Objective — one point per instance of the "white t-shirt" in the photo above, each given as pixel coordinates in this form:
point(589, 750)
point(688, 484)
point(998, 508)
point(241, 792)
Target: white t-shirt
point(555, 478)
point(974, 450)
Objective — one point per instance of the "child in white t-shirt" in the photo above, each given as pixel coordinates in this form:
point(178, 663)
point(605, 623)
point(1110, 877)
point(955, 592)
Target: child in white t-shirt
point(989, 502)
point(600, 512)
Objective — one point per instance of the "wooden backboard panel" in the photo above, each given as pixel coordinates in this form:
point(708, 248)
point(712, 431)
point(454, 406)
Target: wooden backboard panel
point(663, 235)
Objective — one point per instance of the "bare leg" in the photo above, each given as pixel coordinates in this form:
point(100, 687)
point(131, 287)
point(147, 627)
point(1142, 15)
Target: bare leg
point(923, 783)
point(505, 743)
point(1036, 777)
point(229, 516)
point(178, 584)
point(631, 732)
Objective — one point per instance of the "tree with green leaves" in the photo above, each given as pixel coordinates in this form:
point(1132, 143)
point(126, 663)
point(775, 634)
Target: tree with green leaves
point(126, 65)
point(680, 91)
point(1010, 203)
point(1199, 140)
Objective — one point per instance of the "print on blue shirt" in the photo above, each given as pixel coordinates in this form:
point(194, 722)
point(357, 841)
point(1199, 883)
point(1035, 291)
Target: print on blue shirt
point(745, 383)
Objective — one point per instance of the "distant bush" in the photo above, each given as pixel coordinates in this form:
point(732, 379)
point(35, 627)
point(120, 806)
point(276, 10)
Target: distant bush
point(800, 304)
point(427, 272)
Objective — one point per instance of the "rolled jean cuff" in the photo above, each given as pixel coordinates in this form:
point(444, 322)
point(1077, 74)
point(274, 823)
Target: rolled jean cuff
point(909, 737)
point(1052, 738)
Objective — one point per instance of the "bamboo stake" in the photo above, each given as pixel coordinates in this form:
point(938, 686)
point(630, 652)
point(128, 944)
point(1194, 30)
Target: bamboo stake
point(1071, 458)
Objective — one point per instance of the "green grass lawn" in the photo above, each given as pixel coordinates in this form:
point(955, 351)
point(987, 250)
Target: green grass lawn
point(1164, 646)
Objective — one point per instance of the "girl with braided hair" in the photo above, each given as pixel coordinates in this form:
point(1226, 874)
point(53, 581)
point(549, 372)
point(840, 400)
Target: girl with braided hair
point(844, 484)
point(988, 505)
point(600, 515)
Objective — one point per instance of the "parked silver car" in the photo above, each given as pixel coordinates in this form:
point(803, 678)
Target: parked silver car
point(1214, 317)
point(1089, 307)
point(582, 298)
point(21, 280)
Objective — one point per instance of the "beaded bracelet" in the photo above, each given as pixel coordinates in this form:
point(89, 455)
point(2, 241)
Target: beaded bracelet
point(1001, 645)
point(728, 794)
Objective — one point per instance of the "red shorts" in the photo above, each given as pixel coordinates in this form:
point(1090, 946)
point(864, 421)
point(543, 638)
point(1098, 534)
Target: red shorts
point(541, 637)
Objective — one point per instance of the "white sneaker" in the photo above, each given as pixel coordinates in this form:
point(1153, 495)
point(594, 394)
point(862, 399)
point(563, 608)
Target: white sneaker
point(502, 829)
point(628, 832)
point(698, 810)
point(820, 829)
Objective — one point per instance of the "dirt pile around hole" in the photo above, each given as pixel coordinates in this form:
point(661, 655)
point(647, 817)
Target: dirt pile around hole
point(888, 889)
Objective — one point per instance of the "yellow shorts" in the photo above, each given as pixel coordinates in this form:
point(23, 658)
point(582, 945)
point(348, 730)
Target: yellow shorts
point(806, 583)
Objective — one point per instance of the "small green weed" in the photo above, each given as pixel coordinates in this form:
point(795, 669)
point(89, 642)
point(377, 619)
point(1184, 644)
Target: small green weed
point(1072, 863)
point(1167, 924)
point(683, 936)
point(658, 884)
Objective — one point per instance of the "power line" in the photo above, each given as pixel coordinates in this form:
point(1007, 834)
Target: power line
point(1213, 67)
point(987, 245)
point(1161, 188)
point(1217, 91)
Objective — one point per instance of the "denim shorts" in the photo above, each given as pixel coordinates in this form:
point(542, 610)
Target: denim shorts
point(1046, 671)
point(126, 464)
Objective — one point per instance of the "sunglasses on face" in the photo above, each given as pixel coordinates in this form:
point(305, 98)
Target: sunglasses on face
◇ ◇ ◇ ◇ ◇
### Goal
Extract every line of the material above, unchanged, from the first to the last.

### Expected output
Objective — one point per instance of the "white t-shirt" in the photo above, each given as pixel coordinates in this form:
point(589, 750)
point(688, 484)
point(998, 508)
point(241, 792)
Target: white t-shirt
point(555, 478)
point(974, 450)
Objective — one point per instance of the "child in white t-shirt" in the photo above, each given as pixel coordinates in this form:
point(178, 663)
point(605, 623)
point(1110, 877)
point(955, 592)
Target: child in white t-shirt
point(989, 502)
point(600, 512)
Objective — one point per instance of the "wooden backboard panel" in the photo above, each given as pixel coordinates in this form:
point(708, 248)
point(712, 431)
point(454, 406)
Target: wooden backboard panel
point(663, 235)
Objective — one point per instance of the "bare leg" in the photo above, each given as pixel coordinates in this form:
point(100, 687)
point(131, 287)
point(147, 627)
point(1142, 15)
Target: bare leg
point(923, 783)
point(505, 743)
point(1036, 777)
point(229, 516)
point(178, 584)
point(631, 732)
Objective — one point per instance of the "tree with green leaves" in the photo above, each given as pixel coordinates in this form:
point(1132, 143)
point(126, 663)
point(775, 634)
Target: tree with green leaves
point(126, 65)
point(680, 91)
point(1010, 203)
point(1199, 140)
Objective — one point per instance of the "print on blue shirt" in the photo above, each given as pixel coordinates in this form:
point(194, 722)
point(357, 841)
point(1199, 883)
point(1035, 291)
Target: print on blue shirt
point(745, 383)
Objective — one point per instance of the "distant bush" in the photo above, each given as pixel coordinates in this form:
point(732, 379)
point(35, 627)
point(120, 806)
point(276, 10)
Target: distant bush
point(800, 304)
point(427, 272)
Objective — one point per instance of the "rolled jean cuff" in the photo above, each given as pixel coordinates in this form:
point(444, 322)
point(1077, 74)
point(274, 823)
Target: rolled jean cuff
point(909, 737)
point(1052, 738)
Objective — one point per instance of the "bamboo stake" in the photo above, each given as pixel coordinates in this form:
point(938, 686)
point(630, 652)
point(128, 944)
point(1194, 30)
Target: bamboo stake
point(1071, 458)
Objective — one point per instance of the "green grass lawn" in the photo above, each given as pixel coordinates in this form:
point(955, 351)
point(987, 250)
Target: green grass lawn
point(1164, 646)
Objective — one point per instance of the "girl with braided hair" in the photo above, each given as pixel coordinates in this form:
point(1226, 874)
point(53, 581)
point(549, 372)
point(840, 400)
Target: girl with braided hair
point(844, 484)
point(988, 505)
point(600, 515)
Objective — one point per instance of the "parked silver car" in the photo above, each given as pixel coordinates in this form:
point(803, 678)
Target: parked silver car
point(1214, 317)
point(1089, 307)
point(582, 298)
point(21, 280)
Objective — one point per instance of the "beaded bracelet" in the photo above, each given as pixel coordinates in this form:
point(89, 455)
point(2, 241)
Target: beaded bracelet
point(1001, 645)
point(728, 794)
Objective — one point per instance of the "red shorts" in the photo above, each given as pixel coordinates in this form:
point(1090, 946)
point(864, 421)
point(543, 638)
point(1098, 534)
Target: red shorts
point(541, 637)
Objective — one point per instance of the "white sneaker" in the photo above, each given as pixel coordinates in this form:
point(1153, 495)
point(594, 394)
point(862, 399)
point(563, 608)
Target: white sneaker
point(502, 829)
point(628, 832)
point(698, 810)
point(820, 829)
Objective — one point per instance of the "dirt pile around hole" in the photo above, each given as pixel coordinates in this form:
point(661, 655)
point(647, 817)
Target: dirt pile around hole
point(888, 889)
Objective — one point per instance of the "yellow shorts" in the photo above, each given as pixel coordinates in this form:
point(23, 658)
point(582, 945)
point(348, 730)
Target: yellow shorts
point(806, 583)
Objective — one point per instance of the "small green weed" in the photo above, each given as pixel coordinates in this form:
point(795, 669)
point(89, 642)
point(377, 619)
point(1184, 644)
Target: small green weed
point(1072, 863)
point(1167, 924)
point(683, 936)
point(658, 884)
Objective — one point per instance of the "power line" in the photo above, each given as pixel coordinates in this form:
point(1007, 834)
Target: power line
point(1213, 67)
point(987, 245)
point(1161, 188)
point(1217, 91)
Objective — one point per instance of the "denim shorts" in the photo above, each given as pixel coordinates in this form:
point(542, 610)
Target: denim shorts
point(1046, 671)
point(126, 464)
Objective — one point per instance of the "sunglasses on face" in the photo above, each given as pixel coordinates in this form:
point(305, 98)
Target: sunglasses on face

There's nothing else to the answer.